Short problem:
Count how many lines of the records below contain the string "cluster". Give only the number.

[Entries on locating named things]

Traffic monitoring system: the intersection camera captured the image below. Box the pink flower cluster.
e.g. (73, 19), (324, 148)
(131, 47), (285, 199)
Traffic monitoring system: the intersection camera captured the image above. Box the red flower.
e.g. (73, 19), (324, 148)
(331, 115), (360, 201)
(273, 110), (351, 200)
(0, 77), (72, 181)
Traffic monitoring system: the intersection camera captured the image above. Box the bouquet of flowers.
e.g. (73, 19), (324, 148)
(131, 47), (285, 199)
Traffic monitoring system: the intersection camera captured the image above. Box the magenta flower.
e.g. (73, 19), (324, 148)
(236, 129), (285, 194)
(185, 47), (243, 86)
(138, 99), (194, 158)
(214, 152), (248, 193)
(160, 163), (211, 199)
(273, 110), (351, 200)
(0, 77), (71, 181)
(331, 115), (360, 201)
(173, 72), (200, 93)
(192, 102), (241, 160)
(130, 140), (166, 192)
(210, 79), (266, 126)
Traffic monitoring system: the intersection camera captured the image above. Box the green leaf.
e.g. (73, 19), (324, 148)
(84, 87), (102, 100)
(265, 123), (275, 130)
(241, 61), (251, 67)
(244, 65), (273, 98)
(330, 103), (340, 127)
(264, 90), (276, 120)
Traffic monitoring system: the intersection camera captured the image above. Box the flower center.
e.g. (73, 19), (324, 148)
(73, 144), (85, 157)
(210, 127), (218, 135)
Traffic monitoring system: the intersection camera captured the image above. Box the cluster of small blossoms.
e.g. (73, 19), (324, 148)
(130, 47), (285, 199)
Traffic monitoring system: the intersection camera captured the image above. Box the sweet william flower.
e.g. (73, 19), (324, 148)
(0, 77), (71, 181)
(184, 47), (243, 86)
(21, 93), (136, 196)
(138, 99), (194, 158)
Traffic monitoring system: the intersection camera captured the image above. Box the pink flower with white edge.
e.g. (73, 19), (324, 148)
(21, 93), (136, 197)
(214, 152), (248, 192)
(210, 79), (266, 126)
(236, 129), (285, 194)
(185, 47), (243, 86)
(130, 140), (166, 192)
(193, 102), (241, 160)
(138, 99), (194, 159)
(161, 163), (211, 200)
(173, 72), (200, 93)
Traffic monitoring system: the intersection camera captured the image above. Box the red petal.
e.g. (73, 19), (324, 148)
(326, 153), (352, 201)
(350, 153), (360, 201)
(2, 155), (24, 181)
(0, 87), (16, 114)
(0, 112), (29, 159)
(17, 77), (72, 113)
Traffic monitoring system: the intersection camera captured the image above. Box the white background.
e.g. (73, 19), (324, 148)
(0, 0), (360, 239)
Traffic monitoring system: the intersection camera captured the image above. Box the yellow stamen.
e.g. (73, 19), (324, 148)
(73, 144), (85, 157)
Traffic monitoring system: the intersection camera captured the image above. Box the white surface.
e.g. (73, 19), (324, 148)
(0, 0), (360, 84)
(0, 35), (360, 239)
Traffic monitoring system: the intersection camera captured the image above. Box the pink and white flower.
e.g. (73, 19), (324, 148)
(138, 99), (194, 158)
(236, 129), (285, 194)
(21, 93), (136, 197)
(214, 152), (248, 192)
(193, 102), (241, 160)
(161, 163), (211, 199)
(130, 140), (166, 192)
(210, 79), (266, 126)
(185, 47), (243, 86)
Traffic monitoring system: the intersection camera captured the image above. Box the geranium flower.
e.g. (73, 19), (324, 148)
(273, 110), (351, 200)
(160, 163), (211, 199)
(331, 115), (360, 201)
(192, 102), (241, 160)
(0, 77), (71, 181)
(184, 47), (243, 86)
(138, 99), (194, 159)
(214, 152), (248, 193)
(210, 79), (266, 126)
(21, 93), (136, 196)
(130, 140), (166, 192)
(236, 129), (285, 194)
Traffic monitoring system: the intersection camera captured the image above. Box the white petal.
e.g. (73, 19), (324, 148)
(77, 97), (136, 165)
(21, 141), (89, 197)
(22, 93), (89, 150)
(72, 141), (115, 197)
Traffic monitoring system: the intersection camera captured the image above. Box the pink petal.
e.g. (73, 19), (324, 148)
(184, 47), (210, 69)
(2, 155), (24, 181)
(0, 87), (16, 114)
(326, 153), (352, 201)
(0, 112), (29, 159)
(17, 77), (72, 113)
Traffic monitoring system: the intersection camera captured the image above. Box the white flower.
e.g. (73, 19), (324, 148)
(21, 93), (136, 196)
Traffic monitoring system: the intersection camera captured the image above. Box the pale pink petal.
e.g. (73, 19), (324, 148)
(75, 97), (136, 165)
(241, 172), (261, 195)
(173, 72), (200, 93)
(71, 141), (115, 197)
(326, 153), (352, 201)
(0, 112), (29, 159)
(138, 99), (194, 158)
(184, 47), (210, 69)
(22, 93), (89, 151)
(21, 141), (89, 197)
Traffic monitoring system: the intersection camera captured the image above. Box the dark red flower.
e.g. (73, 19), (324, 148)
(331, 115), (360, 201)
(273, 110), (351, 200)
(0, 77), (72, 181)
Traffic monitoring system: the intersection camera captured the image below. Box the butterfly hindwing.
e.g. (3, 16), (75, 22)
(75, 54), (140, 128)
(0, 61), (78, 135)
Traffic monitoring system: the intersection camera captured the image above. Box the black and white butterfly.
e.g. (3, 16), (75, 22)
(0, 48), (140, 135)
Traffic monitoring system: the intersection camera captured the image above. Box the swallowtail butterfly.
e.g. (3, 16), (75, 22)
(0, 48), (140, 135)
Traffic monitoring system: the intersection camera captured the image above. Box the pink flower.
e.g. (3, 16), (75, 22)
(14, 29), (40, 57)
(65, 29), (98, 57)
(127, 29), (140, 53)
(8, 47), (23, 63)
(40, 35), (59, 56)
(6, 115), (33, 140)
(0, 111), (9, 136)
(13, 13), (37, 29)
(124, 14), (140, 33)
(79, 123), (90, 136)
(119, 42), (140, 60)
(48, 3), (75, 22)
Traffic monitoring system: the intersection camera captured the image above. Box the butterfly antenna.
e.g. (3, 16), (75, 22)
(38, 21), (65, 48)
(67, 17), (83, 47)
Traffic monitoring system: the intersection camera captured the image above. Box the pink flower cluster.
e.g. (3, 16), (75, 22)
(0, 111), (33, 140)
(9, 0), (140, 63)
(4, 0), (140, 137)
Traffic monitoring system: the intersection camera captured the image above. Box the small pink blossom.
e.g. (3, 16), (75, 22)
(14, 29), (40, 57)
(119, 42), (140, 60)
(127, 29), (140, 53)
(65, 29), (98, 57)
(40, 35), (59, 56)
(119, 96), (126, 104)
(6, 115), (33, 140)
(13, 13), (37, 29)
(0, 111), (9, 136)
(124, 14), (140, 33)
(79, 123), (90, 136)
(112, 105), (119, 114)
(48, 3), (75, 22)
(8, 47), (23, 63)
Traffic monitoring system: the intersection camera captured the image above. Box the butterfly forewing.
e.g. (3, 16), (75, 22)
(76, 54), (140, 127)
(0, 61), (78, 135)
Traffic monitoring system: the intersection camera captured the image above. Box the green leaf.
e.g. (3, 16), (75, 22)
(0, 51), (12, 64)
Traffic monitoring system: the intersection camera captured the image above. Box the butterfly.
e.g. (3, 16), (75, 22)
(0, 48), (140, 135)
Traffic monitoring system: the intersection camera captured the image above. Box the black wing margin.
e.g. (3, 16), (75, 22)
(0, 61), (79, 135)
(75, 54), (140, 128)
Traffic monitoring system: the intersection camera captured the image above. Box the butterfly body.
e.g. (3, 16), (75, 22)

The response:
3